◆ Task directions ◆
Retype all the records below exactly as they are, with no image carried over.

◆ Data excerpts ◆
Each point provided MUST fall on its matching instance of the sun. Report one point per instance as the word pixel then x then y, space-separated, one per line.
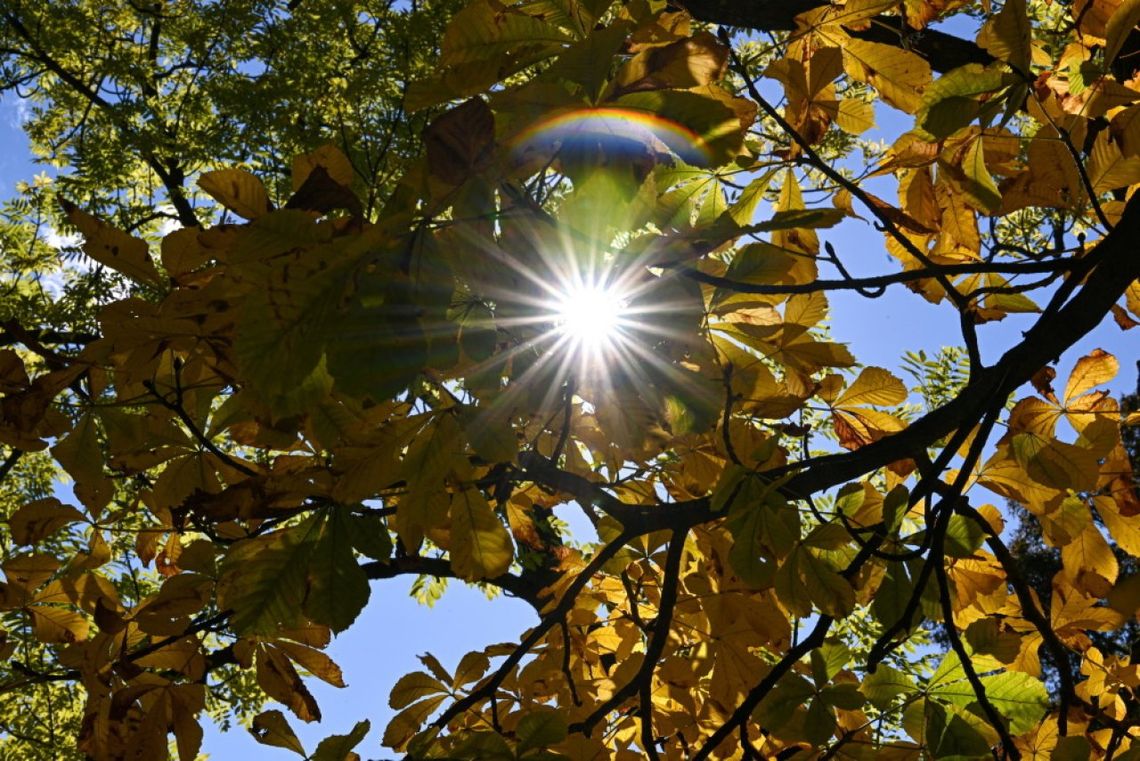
pixel 591 317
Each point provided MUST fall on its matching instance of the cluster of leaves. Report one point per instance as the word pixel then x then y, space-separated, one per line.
pixel 363 379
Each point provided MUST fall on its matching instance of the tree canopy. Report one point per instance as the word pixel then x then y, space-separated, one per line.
pixel 352 292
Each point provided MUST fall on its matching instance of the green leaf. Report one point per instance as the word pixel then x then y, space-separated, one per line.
pixel 885 684
pixel 1008 35
pixel 963 537
pixel 540 728
pixel 271 728
pixel 338 586
pixel 369 537
pixel 1120 25
pixel 485 30
pixel 265 580
pixel 336 747
pixel 1017 696
pixel 951 733
pixel 112 247
pixel 410 687
pixel 950 103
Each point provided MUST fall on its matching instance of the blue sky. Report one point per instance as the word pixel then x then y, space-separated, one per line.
pixel 393 629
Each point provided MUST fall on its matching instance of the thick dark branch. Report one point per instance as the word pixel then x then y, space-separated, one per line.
pixel 943 51
pixel 670 577
pixel 878 280
pixel 1114 266
pixel 1031 612
pixel 488 686
pixel 170 177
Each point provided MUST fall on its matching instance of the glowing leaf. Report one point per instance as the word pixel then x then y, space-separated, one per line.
pixel 237 190
pixel 480 545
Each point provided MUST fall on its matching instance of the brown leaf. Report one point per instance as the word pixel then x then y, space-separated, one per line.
pixel 459 141
pixel 282 682
pixel 39 520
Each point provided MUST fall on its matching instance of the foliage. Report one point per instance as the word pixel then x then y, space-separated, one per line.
pixel 336 358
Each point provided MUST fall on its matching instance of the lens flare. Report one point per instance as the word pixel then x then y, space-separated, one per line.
pixel 616 125
pixel 591 317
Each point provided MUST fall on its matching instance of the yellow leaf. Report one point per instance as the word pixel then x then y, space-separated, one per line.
pixel 873 385
pixel 281 681
pixel 57 624
pixel 1108 169
pixel 898 75
pixel 1008 37
pixel 980 187
pixel 855 116
pixel 480 545
pixel 410 687
pixel 1089 562
pixel 314 661
pixel 1091 370
pixel 237 190
pixel 114 248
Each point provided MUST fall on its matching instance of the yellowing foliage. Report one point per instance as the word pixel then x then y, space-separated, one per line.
pixel 332 389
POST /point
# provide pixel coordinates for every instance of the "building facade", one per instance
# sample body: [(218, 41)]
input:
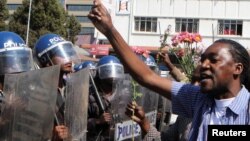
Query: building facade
[(78, 8), (145, 20)]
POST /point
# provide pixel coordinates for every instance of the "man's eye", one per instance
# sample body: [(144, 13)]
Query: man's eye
[(213, 60)]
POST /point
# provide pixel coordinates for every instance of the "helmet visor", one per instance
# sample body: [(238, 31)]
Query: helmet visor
[(15, 60), (65, 51), (110, 71)]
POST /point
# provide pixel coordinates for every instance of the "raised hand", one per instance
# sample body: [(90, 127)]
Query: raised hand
[(100, 17)]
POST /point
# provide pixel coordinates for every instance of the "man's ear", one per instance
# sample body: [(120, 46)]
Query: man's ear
[(238, 68)]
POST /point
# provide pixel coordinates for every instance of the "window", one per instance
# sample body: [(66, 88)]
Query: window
[(13, 6), (83, 19), (79, 7), (186, 25), (145, 24), (230, 27), (87, 30)]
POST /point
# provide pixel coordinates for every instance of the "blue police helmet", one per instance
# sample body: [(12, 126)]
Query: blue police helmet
[(110, 67), (90, 64), (15, 56), (51, 45)]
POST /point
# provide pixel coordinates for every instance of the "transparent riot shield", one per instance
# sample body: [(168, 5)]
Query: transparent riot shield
[(30, 105), (150, 104), (76, 104), (122, 127)]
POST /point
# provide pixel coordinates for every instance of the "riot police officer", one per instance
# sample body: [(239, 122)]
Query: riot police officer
[(109, 69), (52, 49), (15, 57)]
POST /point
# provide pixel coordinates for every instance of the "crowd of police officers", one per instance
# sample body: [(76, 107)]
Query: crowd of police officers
[(39, 100)]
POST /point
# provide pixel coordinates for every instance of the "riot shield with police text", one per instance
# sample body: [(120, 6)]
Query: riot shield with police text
[(124, 128), (76, 104), (30, 105)]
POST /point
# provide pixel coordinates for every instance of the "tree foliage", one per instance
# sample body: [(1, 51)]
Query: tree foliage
[(47, 16), (4, 15)]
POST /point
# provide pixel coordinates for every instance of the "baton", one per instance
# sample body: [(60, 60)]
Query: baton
[(99, 101)]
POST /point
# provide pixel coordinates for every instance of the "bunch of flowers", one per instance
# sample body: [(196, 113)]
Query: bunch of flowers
[(187, 48), (140, 51)]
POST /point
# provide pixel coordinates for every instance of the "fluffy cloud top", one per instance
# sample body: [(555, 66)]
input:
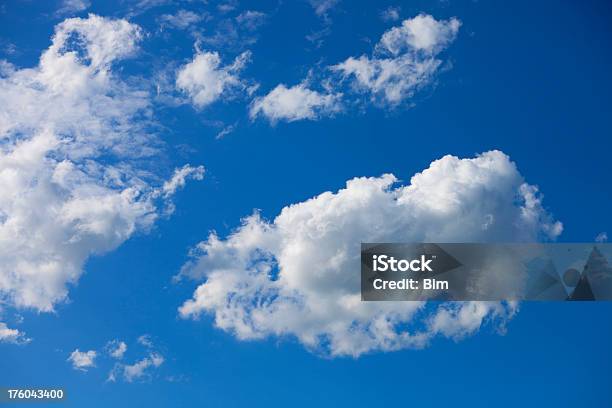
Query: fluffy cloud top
[(182, 19), (82, 360), (116, 349), (204, 80), (405, 59), (140, 370), (298, 274), (8, 335), (73, 179), (295, 103)]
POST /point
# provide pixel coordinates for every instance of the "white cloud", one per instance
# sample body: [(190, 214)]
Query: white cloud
[(145, 340), (251, 19), (294, 103), (390, 14), (182, 19), (204, 80), (82, 360), (74, 6), (14, 336), (138, 371), (322, 7), (405, 59), (116, 349), (298, 275), (73, 139), (179, 178)]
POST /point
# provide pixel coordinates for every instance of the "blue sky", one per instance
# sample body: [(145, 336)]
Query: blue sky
[(528, 79)]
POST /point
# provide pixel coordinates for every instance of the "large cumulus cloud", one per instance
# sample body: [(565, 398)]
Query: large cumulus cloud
[(298, 274)]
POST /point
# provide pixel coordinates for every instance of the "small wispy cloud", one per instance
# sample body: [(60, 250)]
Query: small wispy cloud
[(82, 360)]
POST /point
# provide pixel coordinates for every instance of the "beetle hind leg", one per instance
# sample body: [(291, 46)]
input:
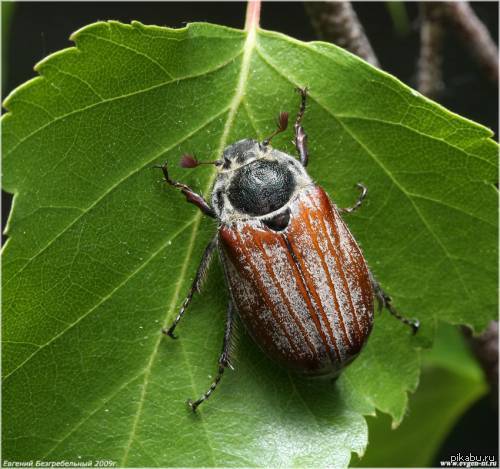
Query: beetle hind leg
[(385, 301), (224, 359), (195, 287)]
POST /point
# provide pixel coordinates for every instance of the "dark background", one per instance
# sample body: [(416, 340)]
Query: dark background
[(35, 30)]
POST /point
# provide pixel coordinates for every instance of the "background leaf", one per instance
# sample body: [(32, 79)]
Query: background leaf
[(100, 253), (451, 382)]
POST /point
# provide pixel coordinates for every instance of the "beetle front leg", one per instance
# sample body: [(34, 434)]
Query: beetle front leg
[(300, 135), (358, 203), (195, 287), (224, 359), (191, 196), (384, 301)]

◆ Result of the exercise ◆
Each point provided MUST fall on its matching instance of the sun. Report one point per instance as the word pixel then x then y, space-separated, one per line.
pixel 591 317
Each point provided MUST fall on its matching instance of the cluster of leaves. Report one point per instance as the word pixel then x then y, space-separated, one per line.
pixel 363 379
Each point provided MUST fall on its matching instance of the tree canopy. Report one point per instance as the word pixel then x then y, space-separated, one per line.
pixel 352 292
Each point provided MUST fall on its matching instance of the green leaf. Report one point per instance as the word pixel then x then y, space-separated, one per line.
pixel 885 684
pixel 1008 35
pixel 963 537
pixel 540 728
pixel 271 728
pixel 338 586
pixel 369 537
pixel 1120 25
pixel 485 30
pixel 265 580
pixel 336 747
pixel 1017 696
pixel 951 733
pixel 112 247
pixel 410 687
pixel 950 103
Each point provided MUST fall on its matching instance of the blue sky. Report one point per instance as the word pixel then x then y, space-separated, one per line.
pixel 393 629
Each point provided MUST fall on its matching instance of the thick dark branch. Report one point per instance as the word pixel then x then y, space-separated, one per line.
pixel 943 51
pixel 670 577
pixel 878 280
pixel 1114 266
pixel 1031 612
pixel 488 686
pixel 170 177
Each point provided MUST fall on its matching instance of the glowing leaf. Report one point per instance as the word pixel then x then y, space-separated, one per line.
pixel 237 190
pixel 480 545
Each point provided MUST fall on its matching instance of the brown leaf. Report one point per instance as the word pixel then x then y, space-separated, one per line.
pixel 459 141
pixel 282 682
pixel 39 520
Each point provided MUST fall on its matching instance of the foliage. Report one point per instance as the word pixel then x then y, space-separated, one per line.
pixel 336 358
Each point provided MUST fall on its matching instance of the lens flare. Report one point per instance as the word pixel then x then y, space-separated, one per line.
pixel 616 125
pixel 591 317
Each point provided MUST fall on its matching instance of the yellow leaf. Report one point per instance as the word pixel then x then y, space-separated, one per line.
pixel 873 385
pixel 281 681
pixel 57 624
pixel 1108 169
pixel 898 75
pixel 1008 37
pixel 980 187
pixel 855 116
pixel 480 545
pixel 410 687
pixel 1089 562
pixel 314 661
pixel 1091 370
pixel 237 190
pixel 114 248
Each point provided MUST fall on its matching instance of the yellowing foliage. Report one point per instance as the word pixel then x then y, space-separated, one per line.
pixel 332 389
POST /point
# provide pixel coordinates for every instance of the "building facade", one per instance
# sample body: [(218, 41)]
input:
Query: building facade
[(78, 8), (145, 20)]
POST /point
# provide pixel coordinates for every instance of the "man's eye", one per instance
# sample body: [(144, 13)]
Query: man's eye
[(213, 60)]
POST /point
# provide pixel coordinates for every instance of the "helmet visor", one per instance
# sample body: [(238, 31)]
Query: helmet visor
[(15, 60), (65, 51), (110, 71)]
POST /point
# provide pixel coordinates for every instance of the "raised hand", one per instance
# sample body: [(90, 127)]
Query: raised hand
[(100, 17)]
POST /point
# provide pixel coordinates for every instance of the "man's ear", one per instance
# sample body: [(120, 46)]
Query: man's ear
[(238, 68)]
POST /point
# provide pixel coordinates for every instance of the "window", one per instance
# sample body: [(66, 88)]
Query: window
[(13, 6), (83, 19), (79, 7), (186, 25), (145, 24), (230, 27), (87, 30)]
POST /point
# provide pixel coordinates for every instance of the "blue police helmet", one per instance
# sample body: [(12, 126)]
Query: blue police helmet
[(110, 67), (90, 64), (15, 56), (51, 45)]
POST /point
# provide pixel coordinates for every instance of the "transparent riot shield", one per instance
# sample body: [(168, 5)]
Query: transparent riot shield
[(30, 105), (150, 104), (76, 104), (122, 127)]
POST /point
# provide pixel coordinates for every instance of the "riot police officer", one per instance
# sample body: [(239, 122)]
Query: riot police officer
[(109, 69), (52, 49), (15, 57)]
POST /point
# provide pixel coordinates for every instance of the "crowd of police officers", one per instance
# sample body: [(76, 107)]
Query: crowd of police officers
[(39, 100)]
POST /point
# provide pixel coordinates for every instance of the "riot shield with police text", one per instance
# sample body: [(120, 6)]
Query: riot shield with police text
[(124, 128), (76, 104), (30, 105)]
POST /point
# provide pixel coordinates for every instance of the "tree foliage", one per instance
# sample body: [(1, 51)]
Query: tree foliage
[(47, 16), (4, 15)]
POST /point
# provide pixel coordinates for every instance of the "baton", one per instance
# sample body: [(60, 60)]
Query: baton
[(99, 101)]
POST /point
# provide pixel coordinates for every instance of the "bunch of flowers", one per instance
# sample body: [(196, 113)]
Query: bunch of flowers
[(187, 48), (140, 51)]
POST /point
# provide pixel coordinates for every instance of the "fluffy cloud top", one per instance
# sample body: [(555, 66)]
input:
Query: fluffy cloud top
[(182, 19), (82, 360), (116, 349), (204, 80), (405, 59), (140, 370), (298, 274), (8, 335), (73, 179), (295, 103)]
POST /point
# provide pixel coordinates for every instance of the "white cloud", one per instance
# sample body: [(190, 214)]
Query: white cloud
[(145, 340), (251, 19), (294, 103), (390, 14), (182, 19), (204, 80), (82, 360), (74, 6), (14, 336), (138, 371), (322, 7), (405, 59), (116, 349), (298, 275), (73, 139), (179, 178)]
POST /point
# provide pixel coordinates for every instance of the "blue sky", one per instance
# sample body: [(145, 336)]
Query: blue sky
[(528, 79)]
POST /point
# provide pixel coordinates for every instance of the "large cumulus cloud", one per instance
# sample body: [(565, 398)]
Query: large cumulus cloud
[(298, 274)]
POST /point
# provide pixel coordinates for every instance of the "small wispy cloud", one per instance
# sample body: [(60, 250)]
Query: small wispy cloud
[(82, 360)]
POST /point
# provide pixel coordinates for every instance of the "beetle hind leg", one per instance
# sample body: [(291, 46)]
input:
Query: beetle hind leg
[(385, 301), (224, 359), (195, 287)]
POST /point
# provide pixel coordinates for every instance of the "dark background", one per instance
# sample body: [(416, 340)]
Query: dark background
[(35, 30)]
POST /point
# provide pixel coordinates for every instance of the "background leaf", one per instance
# sample body: [(32, 79)]
Query: background leaf
[(100, 253), (451, 382)]
POST /point
# provide pixel coordinates for every instance of the "beetle front leg", one per instance
# sample body: [(34, 434)]
Query: beetle front leg
[(300, 135), (358, 203), (195, 287), (224, 359), (191, 196), (384, 301)]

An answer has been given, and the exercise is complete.